* [Work request] Wherever the word "water" occurs in the lines below, copy the whole line.

::: Input for this task

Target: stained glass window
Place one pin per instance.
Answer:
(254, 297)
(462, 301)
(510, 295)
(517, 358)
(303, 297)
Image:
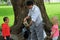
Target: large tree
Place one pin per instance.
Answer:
(20, 12)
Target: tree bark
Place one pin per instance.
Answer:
(20, 13)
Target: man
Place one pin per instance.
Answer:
(35, 24)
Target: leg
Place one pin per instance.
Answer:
(33, 33)
(55, 38)
(39, 32)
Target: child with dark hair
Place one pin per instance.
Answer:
(6, 29)
(54, 29)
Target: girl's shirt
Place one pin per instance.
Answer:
(5, 30)
(55, 28)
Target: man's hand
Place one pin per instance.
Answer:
(5, 38)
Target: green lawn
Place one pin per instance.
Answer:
(52, 10)
(6, 11)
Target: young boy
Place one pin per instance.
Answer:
(54, 29)
(6, 29)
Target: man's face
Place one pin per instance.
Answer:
(29, 7)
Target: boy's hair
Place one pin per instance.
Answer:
(5, 18)
(28, 3)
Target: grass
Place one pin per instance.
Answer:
(52, 10)
(6, 11)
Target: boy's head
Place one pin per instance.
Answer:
(6, 19)
(29, 4)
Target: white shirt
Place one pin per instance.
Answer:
(35, 15)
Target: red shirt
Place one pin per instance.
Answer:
(5, 30)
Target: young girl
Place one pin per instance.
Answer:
(6, 29)
(54, 29)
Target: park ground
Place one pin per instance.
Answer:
(51, 9)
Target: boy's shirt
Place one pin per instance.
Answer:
(55, 27)
(5, 30)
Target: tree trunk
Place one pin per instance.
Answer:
(20, 13)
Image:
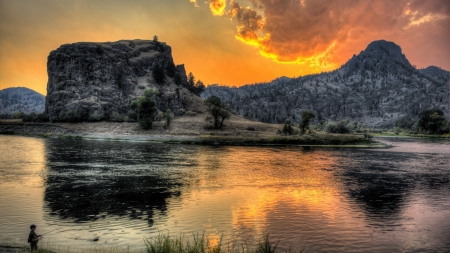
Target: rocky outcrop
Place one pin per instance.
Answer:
(94, 81)
(375, 87)
(22, 100)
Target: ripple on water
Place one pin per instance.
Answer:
(324, 200)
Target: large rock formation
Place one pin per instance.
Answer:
(22, 100)
(375, 87)
(94, 81)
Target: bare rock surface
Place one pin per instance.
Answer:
(95, 81)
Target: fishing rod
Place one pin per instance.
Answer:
(48, 232)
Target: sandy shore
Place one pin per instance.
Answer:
(186, 129)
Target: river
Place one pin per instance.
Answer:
(320, 199)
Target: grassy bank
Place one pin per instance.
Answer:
(168, 244)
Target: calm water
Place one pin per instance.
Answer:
(323, 200)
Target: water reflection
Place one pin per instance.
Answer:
(89, 180)
(327, 200)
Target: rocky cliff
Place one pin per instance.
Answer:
(21, 99)
(96, 81)
(375, 87)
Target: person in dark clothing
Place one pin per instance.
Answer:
(33, 238)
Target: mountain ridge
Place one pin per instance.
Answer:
(375, 87)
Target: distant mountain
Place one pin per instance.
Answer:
(21, 99)
(375, 87)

::::::

* [Solution to the problem]
Target: ripple on water
Target: calm water
Target: water reflection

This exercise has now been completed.